[[ Supplied data, beginning ]]

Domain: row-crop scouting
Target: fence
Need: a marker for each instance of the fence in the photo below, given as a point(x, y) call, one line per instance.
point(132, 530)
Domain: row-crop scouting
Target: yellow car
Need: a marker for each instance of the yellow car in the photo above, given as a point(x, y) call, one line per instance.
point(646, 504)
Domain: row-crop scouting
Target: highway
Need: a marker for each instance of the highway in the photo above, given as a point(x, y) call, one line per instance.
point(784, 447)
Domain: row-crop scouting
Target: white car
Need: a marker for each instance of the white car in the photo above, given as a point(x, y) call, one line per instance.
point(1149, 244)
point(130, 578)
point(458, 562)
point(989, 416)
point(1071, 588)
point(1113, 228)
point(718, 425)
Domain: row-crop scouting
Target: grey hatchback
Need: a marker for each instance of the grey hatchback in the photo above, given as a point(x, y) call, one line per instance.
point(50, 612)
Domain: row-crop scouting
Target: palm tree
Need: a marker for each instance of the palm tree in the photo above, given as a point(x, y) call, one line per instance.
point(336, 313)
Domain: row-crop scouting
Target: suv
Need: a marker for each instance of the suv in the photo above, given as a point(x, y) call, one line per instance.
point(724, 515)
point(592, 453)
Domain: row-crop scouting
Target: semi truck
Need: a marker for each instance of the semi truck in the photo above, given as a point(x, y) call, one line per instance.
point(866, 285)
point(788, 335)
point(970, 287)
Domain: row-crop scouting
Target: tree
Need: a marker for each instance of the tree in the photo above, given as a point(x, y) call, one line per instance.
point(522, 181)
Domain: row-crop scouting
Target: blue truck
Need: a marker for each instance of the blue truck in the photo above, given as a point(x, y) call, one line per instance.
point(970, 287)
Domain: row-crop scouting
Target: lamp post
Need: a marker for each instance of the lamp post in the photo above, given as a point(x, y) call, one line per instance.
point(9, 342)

[[ Supplied data, end ]]

Review the preceding data and report every line that includes the string "Target".

Target: fence
Target: yellow car
Target: highway
Target: white car
Target: grey hatchback
Target: palm tree
Target: suv
Target: semi truck
Target: tree
Target: blue truck
Target: lamp post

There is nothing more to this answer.